== RECORDS
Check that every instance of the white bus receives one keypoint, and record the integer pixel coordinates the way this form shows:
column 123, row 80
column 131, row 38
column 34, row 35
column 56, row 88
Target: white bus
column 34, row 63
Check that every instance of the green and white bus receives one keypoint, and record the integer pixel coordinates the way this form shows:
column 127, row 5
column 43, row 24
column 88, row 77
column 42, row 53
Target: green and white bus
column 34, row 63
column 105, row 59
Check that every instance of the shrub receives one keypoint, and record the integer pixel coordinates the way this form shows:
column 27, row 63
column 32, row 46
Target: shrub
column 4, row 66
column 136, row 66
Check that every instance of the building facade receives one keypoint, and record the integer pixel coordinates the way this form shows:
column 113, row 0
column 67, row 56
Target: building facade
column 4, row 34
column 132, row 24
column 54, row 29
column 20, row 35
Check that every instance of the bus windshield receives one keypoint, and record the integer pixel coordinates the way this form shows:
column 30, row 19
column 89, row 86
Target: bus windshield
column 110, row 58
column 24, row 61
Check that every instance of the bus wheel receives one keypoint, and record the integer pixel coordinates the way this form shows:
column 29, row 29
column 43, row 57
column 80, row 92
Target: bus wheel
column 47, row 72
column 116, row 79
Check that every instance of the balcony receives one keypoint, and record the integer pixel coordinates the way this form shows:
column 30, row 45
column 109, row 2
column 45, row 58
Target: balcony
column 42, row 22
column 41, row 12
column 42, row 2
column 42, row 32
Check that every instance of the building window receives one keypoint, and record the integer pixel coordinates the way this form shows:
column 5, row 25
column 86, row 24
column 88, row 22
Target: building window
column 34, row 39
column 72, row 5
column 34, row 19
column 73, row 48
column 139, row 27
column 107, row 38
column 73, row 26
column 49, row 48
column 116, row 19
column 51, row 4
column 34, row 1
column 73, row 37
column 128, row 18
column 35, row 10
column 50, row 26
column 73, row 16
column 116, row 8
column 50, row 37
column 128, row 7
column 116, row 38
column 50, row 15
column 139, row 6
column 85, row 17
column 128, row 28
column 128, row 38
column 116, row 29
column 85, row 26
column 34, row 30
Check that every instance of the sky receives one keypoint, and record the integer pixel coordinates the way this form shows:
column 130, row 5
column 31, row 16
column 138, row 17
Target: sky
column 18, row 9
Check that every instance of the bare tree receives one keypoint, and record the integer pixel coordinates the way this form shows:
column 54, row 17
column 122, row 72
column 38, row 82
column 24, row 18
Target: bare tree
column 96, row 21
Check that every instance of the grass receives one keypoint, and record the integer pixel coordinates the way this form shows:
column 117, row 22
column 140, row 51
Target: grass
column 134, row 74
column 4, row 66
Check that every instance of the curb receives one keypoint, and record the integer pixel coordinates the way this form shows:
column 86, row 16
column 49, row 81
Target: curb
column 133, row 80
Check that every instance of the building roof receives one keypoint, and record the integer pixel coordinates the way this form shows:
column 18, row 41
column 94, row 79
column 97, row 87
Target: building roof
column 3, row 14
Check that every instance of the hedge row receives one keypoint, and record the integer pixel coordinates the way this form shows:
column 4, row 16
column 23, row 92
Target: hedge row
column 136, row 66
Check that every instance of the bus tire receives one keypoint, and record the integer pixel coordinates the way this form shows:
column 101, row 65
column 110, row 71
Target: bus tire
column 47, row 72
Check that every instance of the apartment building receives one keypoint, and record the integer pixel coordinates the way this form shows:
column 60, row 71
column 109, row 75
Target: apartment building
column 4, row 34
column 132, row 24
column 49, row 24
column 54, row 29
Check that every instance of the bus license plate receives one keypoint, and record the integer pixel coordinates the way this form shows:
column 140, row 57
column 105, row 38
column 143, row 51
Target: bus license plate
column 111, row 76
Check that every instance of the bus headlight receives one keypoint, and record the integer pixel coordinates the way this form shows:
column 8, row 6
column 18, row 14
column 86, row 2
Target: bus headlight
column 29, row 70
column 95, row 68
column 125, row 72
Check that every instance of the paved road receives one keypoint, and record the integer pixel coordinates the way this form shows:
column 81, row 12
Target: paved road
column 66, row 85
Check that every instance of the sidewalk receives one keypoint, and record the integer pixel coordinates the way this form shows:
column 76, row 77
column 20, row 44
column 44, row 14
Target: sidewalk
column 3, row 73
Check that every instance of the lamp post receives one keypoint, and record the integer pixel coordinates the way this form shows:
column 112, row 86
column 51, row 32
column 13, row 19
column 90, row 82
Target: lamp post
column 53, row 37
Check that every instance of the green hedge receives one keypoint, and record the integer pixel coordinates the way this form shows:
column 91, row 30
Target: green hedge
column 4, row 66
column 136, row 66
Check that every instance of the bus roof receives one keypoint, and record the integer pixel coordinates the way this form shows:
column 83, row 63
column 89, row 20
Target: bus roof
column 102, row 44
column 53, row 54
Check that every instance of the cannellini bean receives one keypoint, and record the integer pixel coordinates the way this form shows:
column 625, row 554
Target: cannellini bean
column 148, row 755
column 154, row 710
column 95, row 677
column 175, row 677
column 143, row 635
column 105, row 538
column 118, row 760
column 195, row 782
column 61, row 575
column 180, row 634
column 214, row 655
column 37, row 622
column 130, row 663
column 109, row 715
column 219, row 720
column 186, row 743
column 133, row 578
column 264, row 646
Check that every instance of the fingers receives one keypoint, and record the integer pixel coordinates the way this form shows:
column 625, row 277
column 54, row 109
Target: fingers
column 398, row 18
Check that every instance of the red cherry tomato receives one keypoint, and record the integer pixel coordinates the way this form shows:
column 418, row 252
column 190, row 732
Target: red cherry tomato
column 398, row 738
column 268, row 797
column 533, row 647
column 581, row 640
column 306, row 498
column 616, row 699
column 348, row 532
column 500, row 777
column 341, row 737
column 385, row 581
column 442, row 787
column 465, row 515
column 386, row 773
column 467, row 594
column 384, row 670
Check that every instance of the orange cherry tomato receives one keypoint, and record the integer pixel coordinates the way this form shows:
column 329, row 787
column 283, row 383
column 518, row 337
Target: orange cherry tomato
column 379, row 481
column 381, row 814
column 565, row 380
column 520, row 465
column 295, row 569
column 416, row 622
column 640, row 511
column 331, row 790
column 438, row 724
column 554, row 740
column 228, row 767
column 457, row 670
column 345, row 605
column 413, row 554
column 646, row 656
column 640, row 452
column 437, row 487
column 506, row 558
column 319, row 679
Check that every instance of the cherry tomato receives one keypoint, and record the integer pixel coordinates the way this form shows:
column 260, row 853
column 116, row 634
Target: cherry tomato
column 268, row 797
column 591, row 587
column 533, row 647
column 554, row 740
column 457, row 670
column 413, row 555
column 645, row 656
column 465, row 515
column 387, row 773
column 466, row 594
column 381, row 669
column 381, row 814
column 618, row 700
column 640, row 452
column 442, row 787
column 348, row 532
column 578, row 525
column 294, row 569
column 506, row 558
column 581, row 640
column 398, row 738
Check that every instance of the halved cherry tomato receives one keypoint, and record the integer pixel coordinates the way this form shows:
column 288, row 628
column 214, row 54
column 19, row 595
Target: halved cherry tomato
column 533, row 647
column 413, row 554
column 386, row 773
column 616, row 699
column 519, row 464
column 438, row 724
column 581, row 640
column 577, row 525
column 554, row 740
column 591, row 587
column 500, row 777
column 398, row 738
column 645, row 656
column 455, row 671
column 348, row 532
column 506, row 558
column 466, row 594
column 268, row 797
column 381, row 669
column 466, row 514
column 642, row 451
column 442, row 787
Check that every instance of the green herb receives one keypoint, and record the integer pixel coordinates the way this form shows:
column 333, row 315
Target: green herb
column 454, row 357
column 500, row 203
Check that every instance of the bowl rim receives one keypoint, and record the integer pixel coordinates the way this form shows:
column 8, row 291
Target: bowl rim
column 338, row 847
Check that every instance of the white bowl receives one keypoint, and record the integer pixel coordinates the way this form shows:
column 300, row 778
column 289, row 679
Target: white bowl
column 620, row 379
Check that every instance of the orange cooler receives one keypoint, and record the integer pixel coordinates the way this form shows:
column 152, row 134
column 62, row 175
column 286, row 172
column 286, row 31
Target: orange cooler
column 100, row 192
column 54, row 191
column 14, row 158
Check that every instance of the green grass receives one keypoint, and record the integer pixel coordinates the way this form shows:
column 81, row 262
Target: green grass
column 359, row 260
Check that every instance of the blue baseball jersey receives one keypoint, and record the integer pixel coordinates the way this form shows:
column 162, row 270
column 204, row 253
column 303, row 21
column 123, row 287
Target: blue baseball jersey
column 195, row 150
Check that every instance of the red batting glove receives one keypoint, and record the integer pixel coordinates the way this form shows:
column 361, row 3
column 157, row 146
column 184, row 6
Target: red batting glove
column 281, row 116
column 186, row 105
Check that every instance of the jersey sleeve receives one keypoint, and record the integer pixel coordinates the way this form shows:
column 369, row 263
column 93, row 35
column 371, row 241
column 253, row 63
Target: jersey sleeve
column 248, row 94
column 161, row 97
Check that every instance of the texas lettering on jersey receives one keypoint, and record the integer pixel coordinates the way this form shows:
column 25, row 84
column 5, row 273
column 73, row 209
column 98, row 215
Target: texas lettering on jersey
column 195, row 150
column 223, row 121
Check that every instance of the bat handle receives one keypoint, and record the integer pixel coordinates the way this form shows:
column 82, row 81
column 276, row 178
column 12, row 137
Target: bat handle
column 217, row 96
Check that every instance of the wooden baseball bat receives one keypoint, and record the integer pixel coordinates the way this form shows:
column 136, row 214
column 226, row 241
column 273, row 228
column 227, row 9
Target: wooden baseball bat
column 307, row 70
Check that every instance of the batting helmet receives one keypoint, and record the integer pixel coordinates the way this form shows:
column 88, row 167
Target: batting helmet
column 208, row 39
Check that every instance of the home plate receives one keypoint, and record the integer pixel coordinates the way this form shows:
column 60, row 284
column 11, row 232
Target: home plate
====
Find the word "home" in the listing above, then copy each line where it turns up.

▶ [ANSWER TO THE EXERCISE]:
Check that every instance of the home plate receives one keypoint, and record the integer pixel coordinates the way this form shows:
Target: home plate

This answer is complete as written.